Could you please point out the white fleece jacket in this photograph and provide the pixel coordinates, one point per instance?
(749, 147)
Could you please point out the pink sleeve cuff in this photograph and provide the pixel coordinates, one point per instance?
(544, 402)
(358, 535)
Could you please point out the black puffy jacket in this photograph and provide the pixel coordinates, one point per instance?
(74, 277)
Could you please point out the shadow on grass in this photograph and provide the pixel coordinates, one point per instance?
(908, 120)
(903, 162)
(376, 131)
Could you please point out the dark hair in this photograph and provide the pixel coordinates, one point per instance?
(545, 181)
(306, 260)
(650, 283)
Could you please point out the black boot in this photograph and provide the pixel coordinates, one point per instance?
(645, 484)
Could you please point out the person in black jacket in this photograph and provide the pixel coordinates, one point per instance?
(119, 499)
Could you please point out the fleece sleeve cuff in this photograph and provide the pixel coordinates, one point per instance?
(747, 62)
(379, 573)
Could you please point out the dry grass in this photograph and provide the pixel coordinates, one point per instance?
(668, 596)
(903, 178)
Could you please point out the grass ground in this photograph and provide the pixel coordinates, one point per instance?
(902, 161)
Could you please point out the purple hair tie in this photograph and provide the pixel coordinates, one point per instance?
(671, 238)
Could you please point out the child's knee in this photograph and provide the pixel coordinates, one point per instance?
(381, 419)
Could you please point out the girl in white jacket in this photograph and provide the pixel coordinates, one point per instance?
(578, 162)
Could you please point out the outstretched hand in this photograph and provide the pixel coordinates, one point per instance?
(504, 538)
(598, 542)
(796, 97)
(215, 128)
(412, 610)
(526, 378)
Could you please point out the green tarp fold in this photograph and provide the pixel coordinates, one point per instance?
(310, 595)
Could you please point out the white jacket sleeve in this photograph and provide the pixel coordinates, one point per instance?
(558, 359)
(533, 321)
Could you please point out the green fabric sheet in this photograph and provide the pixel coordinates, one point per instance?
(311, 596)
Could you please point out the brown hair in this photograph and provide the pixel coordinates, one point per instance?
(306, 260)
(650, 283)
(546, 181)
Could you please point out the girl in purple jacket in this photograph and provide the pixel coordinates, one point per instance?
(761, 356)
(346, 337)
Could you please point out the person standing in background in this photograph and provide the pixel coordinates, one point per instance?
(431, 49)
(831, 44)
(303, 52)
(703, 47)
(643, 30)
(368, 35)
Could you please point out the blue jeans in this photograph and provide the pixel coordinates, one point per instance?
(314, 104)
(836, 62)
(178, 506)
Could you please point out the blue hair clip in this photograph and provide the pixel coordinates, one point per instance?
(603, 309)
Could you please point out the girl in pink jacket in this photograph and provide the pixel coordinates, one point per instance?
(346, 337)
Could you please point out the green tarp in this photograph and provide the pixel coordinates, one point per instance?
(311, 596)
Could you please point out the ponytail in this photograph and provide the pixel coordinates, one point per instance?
——————————
• WORK TO BE COMPLETED: Repeat every record, keeping each word and mark exactly as it is.

• OUTPUT:
Could you please point out the white fleece jacket in this photograph and provide the pixel coordinates, one point per instance?
(749, 147)
Could you please point out the pink sleeve cuff in this photograph and provide the pixel coordinates, one point per instance?
(544, 402)
(358, 535)
Could you please point out the black puffy jacket in this photograph and provide the pixel coordinates, one point per instance?
(74, 277)
Could you please point out the shadow on grass in this photograph and provide the pixel coordinates, one point per instance?
(908, 120)
(903, 162)
(376, 131)
Could you please point out the dark hair in this photograph and provide the pixel coordinates, one point per instance?
(545, 181)
(306, 260)
(650, 283)
Could you please point out the black boot in this photograph and provide the pixel coordinates, one point per instance?
(645, 484)
Could you please point out the person in black jacket in this photograph and provide the pixel coordinates, one point per instance?
(119, 499)
Could you please point out the fleece sleeve cuff in this photograph and provide the pixel coordinates, one point per instance?
(747, 62)
(379, 573)
Could you please point out the dry grass in this photograph and provide the pixel coordinates, one point per instance?
(668, 596)
(903, 178)
Could you please point out the grass ground in this photograph and provide the pixel coordinates, one point per instance?
(902, 161)
Could you please point out the purple hair tie in this photograph and provide the pixel coordinates, one point per instance?
(671, 238)
Could you please point out the child's knee in this photograph and provide the pixel coordinates, one point per instance?
(381, 419)
Could you please point out the girl in white jacket in this photograph and provide the pixel coordinates, one point per instance?
(578, 162)
Could you please point out the outstretched hand in this photograph and provide the pixel coordinates, one point per instance?
(504, 538)
(598, 542)
(796, 97)
(215, 128)
(412, 610)
(526, 378)
Could you please point out the green tarp fold in this photograph and provide the pixel coordinates, one point per instance?
(310, 595)
Could you please point out the white jacket sleeve in this photograph and provide the pixel coordinates, one point per instance?
(558, 359)
(533, 321)
Could you please point out the green fabric sheet in this photograph and provide the pixel coordinates, one point per instance?
(311, 596)
Could you please point out the brown hair in this photograph and provide the pixel coordinates, one point per instance?
(306, 260)
(650, 283)
(546, 181)
Could you please point out the girl in purple jacket in this photograph and provide the pixel coordinates, one point per instance?
(761, 356)
(346, 337)
Could you please point out the person standing in background in this photograph and provide the pixel coordinates, one point per instance?
(431, 49)
(831, 44)
(303, 52)
(703, 47)
(643, 30)
(368, 35)
Could you please point out the blue jeans in this photograph and provide the pixel coordinates, one point per instance?
(314, 104)
(836, 62)
(178, 506)
Could you please point out the blue hair clip in this photograph and provide the pixel coordinates, one point per instance?
(603, 309)
Could you please point out the girl in pink jacket in this photograph and provide the pixel coordinates, one point per instance?
(346, 337)
Could you please point out the green tarp in this photograph and provide the pixel coordinates, one point per instance?
(311, 596)
Could you please point out the ponytail in this photograph and provide the pixel coordinates, one point per instance?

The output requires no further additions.